*** DATASET ENTRIES Section Begins ***

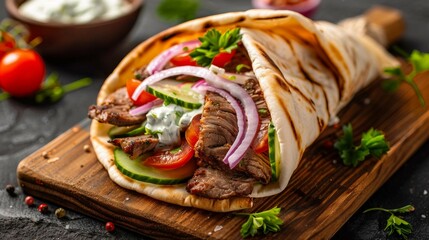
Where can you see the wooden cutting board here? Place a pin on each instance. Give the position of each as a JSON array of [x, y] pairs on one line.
[[321, 196]]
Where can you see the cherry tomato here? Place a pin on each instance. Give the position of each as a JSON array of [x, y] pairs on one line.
[[7, 43], [171, 159], [22, 72], [193, 131], [261, 145], [144, 98], [183, 60], [222, 58]]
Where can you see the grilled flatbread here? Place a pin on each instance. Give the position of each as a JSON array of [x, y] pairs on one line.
[[308, 71]]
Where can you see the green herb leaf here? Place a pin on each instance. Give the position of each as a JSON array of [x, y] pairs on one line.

*** DATASET ENTRIES Section Ends ***

*WORK ITEM*
Give every entry again verbatim, with no pictures.

*RESULT*
Where can you see the wooden cutting board here? Place a pin on each instance. Give the position of each as a JSON array of [x, y] pairs on one line.
[[321, 196]]
Where can you see the cherry tomato here? Place a pin on each instance. Give the position of each as a JSON array of [x, y] pairs on one line.
[[7, 43], [171, 159], [22, 72], [193, 131], [261, 145], [144, 98], [183, 60], [222, 58]]
Where can you see the grilled flatbread here? Place a pin on each instance. Give the position of each as a JSON array of [x, y] pairs on one line.
[[308, 71]]
Where can you see the green herb leaf here? Place a pin on each instance. Give the position of each as a JSON array of [x, y] pairs on one line.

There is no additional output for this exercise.